What to do:
[a] In the speech on the diamond trade bill, why does the speaker say propane gas tanks need certification? Answer in one to three sentences.
[b] According to the speech on the diamond trade bill, which trade would the bill partly regulate?
[c] Continue the speech on the diamond trade bill from its last sentence.

Text shown:

**********

Mr. Speaker, I would like to address a few remarks to this bill. It is not a big bill. It is quite short and there seems to be a fair consensus in the House in support of it. However, I would like my remarks to be taken as constructive in providing some context for the bill.
There are two or three perspectives that I would like to address. The first is the issue of regulation of a trade. Essentially the bill puts in place legal components that would in part regulate the diamond trade. It is being done for good reason, but we should recognize that it is a regulation. We are putting in place an obstacle to what would otherwise be a free trade in a commodity.
We ought to recognize that we do this in government only reluctantly or for good cause. I repeat the words sometimes used by the Prime Minister, that if government does not have to be involved, then it should not be involved. In this case there are international dynamics at play that cause us to respond and offer this legislation to regulate the diamond trade.
Regulating a trade is a negative normally. It creates an obstacle and it increases the cost to those who participate in that economic activity. We regulate cigarettes. We raise revenue with cigarettes. I think of propane gas tanks. There are regulations that govern propane gas tanks and certifications. This means that we cannot buy and sell propane gas tanks without a certification, and that slows down the trade. That particular certification is done for a public safety reason. If we allow the trade in defective tanks sooner or later there will be an explosion, a defect, an accident and an injury and/or death.

**********

Material supplied:
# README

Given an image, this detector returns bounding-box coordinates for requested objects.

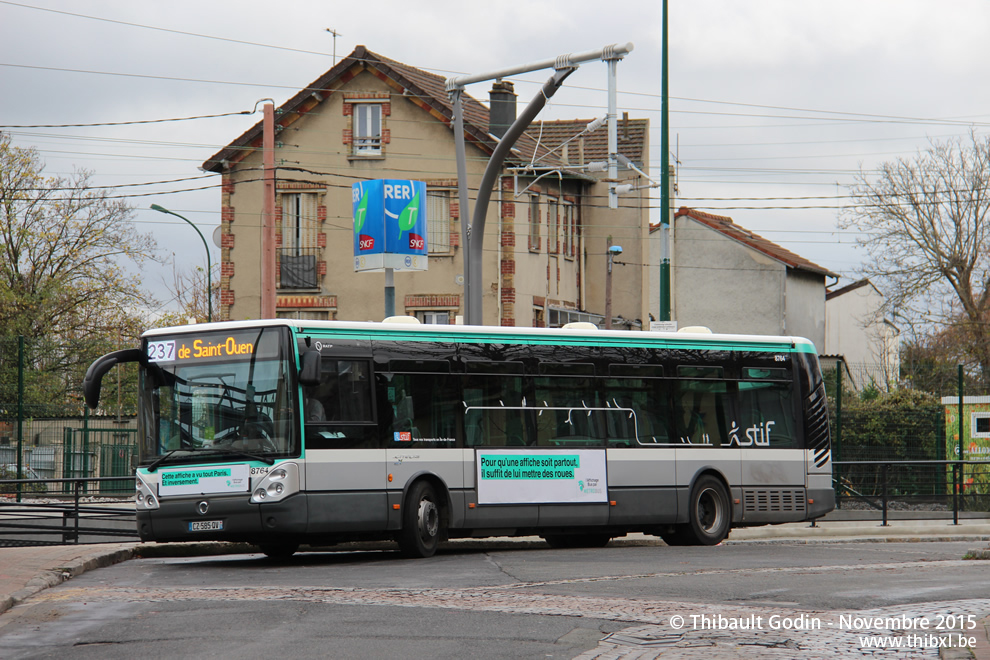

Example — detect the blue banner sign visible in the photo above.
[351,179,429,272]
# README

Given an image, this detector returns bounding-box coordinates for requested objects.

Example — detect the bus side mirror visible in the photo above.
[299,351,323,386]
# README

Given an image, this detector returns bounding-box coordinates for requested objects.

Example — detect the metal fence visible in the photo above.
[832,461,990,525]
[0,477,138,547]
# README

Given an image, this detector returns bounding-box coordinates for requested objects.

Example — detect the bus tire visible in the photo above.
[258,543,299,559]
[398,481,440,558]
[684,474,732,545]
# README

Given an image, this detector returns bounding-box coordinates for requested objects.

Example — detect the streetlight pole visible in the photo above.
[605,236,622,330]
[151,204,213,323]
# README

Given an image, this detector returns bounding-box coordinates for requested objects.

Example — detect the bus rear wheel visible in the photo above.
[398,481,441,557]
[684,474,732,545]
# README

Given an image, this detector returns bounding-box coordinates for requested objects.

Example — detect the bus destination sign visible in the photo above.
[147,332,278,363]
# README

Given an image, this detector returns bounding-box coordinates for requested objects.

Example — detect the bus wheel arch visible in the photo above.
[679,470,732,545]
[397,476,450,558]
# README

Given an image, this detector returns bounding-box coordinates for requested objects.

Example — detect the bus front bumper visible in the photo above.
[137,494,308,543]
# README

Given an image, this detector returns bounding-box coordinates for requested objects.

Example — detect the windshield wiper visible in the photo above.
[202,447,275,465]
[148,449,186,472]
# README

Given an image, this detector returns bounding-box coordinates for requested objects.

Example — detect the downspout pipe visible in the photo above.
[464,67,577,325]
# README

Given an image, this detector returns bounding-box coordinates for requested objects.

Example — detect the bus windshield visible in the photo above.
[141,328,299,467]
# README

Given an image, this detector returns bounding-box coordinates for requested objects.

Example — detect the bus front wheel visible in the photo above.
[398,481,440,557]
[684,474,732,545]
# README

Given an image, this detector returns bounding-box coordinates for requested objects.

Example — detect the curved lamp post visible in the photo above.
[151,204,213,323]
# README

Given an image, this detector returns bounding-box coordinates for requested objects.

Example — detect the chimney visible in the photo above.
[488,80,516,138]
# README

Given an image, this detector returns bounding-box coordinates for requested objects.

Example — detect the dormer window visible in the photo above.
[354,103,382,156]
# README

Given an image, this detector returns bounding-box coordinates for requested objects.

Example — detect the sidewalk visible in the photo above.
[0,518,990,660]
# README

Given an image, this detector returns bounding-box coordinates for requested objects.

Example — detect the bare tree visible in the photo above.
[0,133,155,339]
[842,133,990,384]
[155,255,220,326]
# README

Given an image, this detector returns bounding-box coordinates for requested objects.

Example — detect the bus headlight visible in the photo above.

**********

Outputs in order:
[a] The certification exists for public safety. If defective tanks could be traded, sooner or later there would be an explosion, a defect, an accident and an injury or death.

[b] The diamond trade.

[c]
I want to reflect that in my remarks today. Although it is a regulation, we are doing it for what we believe to be a very good reason and doing it in concert with the international community. We also recognize that when we regulate a trade or a commercial activity, it could induce a black market. Often in our commercial history, the creation of a regulation induces a black market to develop. In this case the regulation is intended to circumscribe and constrain a black market in diamonds.
Therefore, the goal we are seeking to achieve in this case is to constrain the movement of rough diamonds, which are sometimes called blood diamonds, blood stones, that have been used to finance civil war or insurgency principally in Africa. However, most of us know that diamonds have been used for decades and maybe centuries, or parts of centuries, as a means of financing many things.
Let us take a look at the civil war and insurgency issue. Diamonds are used because they are small, compact, carry a lot of value and are not heavy. I suppose those who work in the black market could put their resources into gold but it is very heavy. They could put it into currency, but currency is usually in bills that are marked and traceable. There are other commodities that could be used, but diamonds have a lot of value and they are compact and portable. They can be moved around and bought and sold internationally because they have those values both in industry for industrial purposes and in the jewellery and fashion field.
The background in some countries involved insurgents who had taken over diamond mines, or stolen diamonds from mines or stocks of diamonds. In Africa where the mines exist, they used those diamonds to finance an insurgency. Maybe some of those people think of themselves as freedom fighters, but the bottom line is that these insurgencies have proven very difficult to constrain. As other colleagues in the House have pointed out, there have been thousands and thousands killed and maimed in the insurgencies.
The diamond is not the problem. It is the people who black market and sell the diamonds and buy the guns and the bombs who are the problem. Nevertheless, the diamond is the vehicle.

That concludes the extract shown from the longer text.